- Born: 11 August 1937 Warsaw, Poland
- Died: 14 October 2024 (aged 87)
- Parent(s): Karol Jakobielski Halina Grzymala

= Stefan Jakobielski =

Polish historian, archaeologist and philologist (1937–2024)

Stefan Karol Jakobielski (11 August 1937 – 14 October 2024) was a Polish historian, archaeologist, philologist, and epigraphist. One of the pioneers of nubiology. He participated in archaeological research in Faras, Tell Atrib, Palmyra, Deir el-Bahari, and Qasr Ibrim; directed the archaeological works at Old Dongola.

== Biography ==
Jakobielski was born in Warsaw on 11 August 1937. His parents were Karol Jakobielski and Halina née Grzymała. He graduated from secondary school – liceum im. St. Małachowskiego – in Płock. He began studying at the University of Warsaw in 1954.

Information shown –
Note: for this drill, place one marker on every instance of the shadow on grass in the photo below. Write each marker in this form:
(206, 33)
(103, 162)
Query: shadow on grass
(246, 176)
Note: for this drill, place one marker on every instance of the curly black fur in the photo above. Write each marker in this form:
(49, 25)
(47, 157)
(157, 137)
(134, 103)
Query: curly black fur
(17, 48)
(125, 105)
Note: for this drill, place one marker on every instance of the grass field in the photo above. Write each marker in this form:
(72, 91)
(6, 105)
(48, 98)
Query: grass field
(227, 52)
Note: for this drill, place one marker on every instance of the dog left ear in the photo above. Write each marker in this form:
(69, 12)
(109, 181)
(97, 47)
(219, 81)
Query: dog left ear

Problem set –
• a. In the Stefan Jakobielski biography, in which town did Jakobielski graduate from secondary school?
• b. For each statement below, say whether it agrees with the Stefan Jakobielski biography, answering yes or no and quoting the words of the text that decide it: (i) Jakobielski directed the archaeological works at Old Dongola. (ii) Jakobielski began studying at the University of Warsaw in 1956. (iii) Jakobielski took part in archaeological research in Palmyra.
• c. Duplicate the stretch of the Stefan Jakobielski biography from "- Parent(s): Karol" through "at Old Dongola.".

Answers to each task –
• a. Płock

• b.
(i) Yes: "directed the archaeological works at Old Dongola"
(ii) No: "He began studying at the University of Warsaw in 1954."
(iii) Yes: "He participated in archaeological research in Faras, Tell Atrib, Palmyra, Deir el-Bahari, and Qasr Ibrim"

• c.
- Parent(s): Karol Jakobielski Halina Grzymala

= Stefan Jakobielski =

Polish historian, archaeologist and philologist (1937–2024)

Stefan Karol Jakobielski (11 August 1937 – 14 October 2024) was a Polish historian, archaeologist, philologist, and epigraphist. One of the pioneers of nubiology. He participated in archaeological research in Faras, Tell Atrib, Palmyra, Deir el-Bahari, and Qasr Ibrim; directed the archaeological works at Old Dongola.